• [TASK OBJECTIVE] Scale the material from its first line through the line containing "[0,73,120,80]", both ends included, by writing out every line in that span with each bounding-box coordinate in the answers multiplied by 1.05 and rounded to a whole number, halves going up. Leave the pictures out.

• [SOURCE MATERIAL]

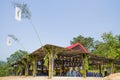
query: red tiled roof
[66,42,88,53]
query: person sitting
[66,67,74,77]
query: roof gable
[66,43,88,53]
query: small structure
[11,43,120,79]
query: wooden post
[48,53,54,79]
[83,54,88,78]
[33,56,37,77]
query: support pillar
[48,53,54,79]
[83,54,88,78]
[33,56,37,77]
[110,61,114,74]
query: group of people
[66,67,82,77]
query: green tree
[93,32,120,59]
[70,35,94,52]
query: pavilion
[11,43,120,79]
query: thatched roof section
[30,44,87,58]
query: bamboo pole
[48,53,54,79]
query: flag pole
[28,19,43,46]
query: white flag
[7,36,12,46]
[15,6,22,21]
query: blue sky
[0,0,120,61]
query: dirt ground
[0,73,120,80]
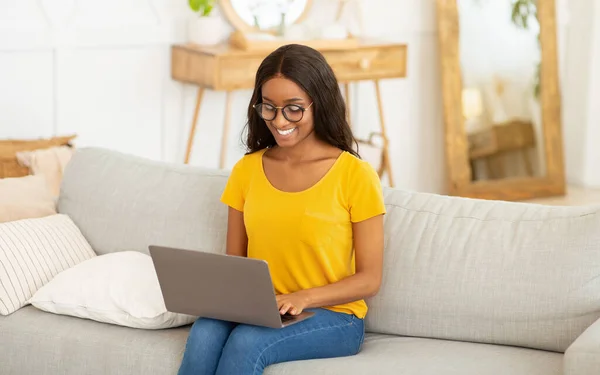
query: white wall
[567,0,600,187]
[0,0,592,192]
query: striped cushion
[0,214,95,315]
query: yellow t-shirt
[221,149,385,318]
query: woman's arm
[277,215,383,315]
[227,207,248,257]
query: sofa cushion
[366,189,600,352]
[0,306,189,375]
[0,176,56,223]
[265,334,563,375]
[0,306,563,375]
[58,148,227,254]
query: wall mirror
[220,0,312,32]
[437,0,565,200]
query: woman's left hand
[276,292,308,315]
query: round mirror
[220,0,312,31]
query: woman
[179,45,385,375]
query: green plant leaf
[202,4,213,16]
[188,0,204,12]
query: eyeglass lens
[255,103,304,122]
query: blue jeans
[179,309,365,375]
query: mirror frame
[436,0,566,201]
[219,0,313,33]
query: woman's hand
[276,292,308,315]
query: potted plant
[188,0,223,45]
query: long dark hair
[246,44,359,157]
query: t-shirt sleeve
[221,157,249,212]
[348,161,386,223]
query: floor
[528,186,600,206]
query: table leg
[375,79,394,187]
[184,87,204,164]
[344,82,352,128]
[219,91,233,169]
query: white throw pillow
[31,251,196,329]
[0,214,96,315]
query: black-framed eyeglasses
[253,102,314,122]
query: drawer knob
[358,57,371,70]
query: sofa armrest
[564,319,600,375]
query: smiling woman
[180,44,385,375]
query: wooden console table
[171,42,407,186]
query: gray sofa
[0,148,600,375]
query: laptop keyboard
[281,315,294,322]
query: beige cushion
[366,189,600,352]
[0,176,56,223]
[17,146,74,197]
[265,334,563,375]
[0,214,95,315]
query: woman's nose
[271,111,288,129]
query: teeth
[277,128,296,135]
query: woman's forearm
[298,273,381,308]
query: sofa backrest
[58,149,600,352]
[366,189,600,352]
[58,148,227,254]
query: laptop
[149,246,314,328]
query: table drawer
[323,45,406,82]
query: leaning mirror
[437,0,565,200]
[220,0,312,32]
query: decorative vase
[188,16,223,46]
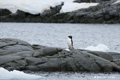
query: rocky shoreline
[0,38,120,72]
[0,0,120,24]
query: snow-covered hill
[0,0,98,14]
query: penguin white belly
[67,38,72,48]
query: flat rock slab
[0,38,120,72]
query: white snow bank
[0,67,42,80]
[113,0,120,4]
[61,1,98,12]
[85,44,109,52]
[0,0,98,14]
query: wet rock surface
[0,0,120,24]
[0,38,120,72]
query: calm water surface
[0,23,120,52]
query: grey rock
[0,55,21,65]
[0,39,120,72]
[33,47,62,57]
[88,51,113,61]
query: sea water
[0,23,120,80]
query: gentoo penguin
[67,36,73,50]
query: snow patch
[0,67,43,80]
[113,0,120,4]
[85,44,109,52]
[0,0,98,14]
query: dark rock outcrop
[0,0,120,24]
[0,38,120,72]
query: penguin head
[68,36,72,39]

• [EXERCISE OUTPUT]
query: red tiled roof
[69,44,92,56]
query: person sitting
[69,70,78,81]
query: roof gable
[69,45,92,56]
query: small structure
[12,45,126,83]
query: wooden post
[50,56,57,83]
[87,57,92,82]
[35,59,39,81]
query: support pillar
[50,56,57,83]
[87,57,92,82]
[35,59,39,81]
[116,64,120,78]
query: group of people
[69,70,86,81]
query: green tree
[98,34,126,62]
[74,37,99,55]
query: pavilion
[12,45,126,83]
query: thatched roof section
[32,46,91,61]
query: bamboo pole
[50,56,57,83]
query: flag pole
[29,20,45,48]
query: white flag
[7,38,13,48]
[16,6,23,22]
query: blue sky
[0,0,126,64]
query: dirt ground
[0,77,126,84]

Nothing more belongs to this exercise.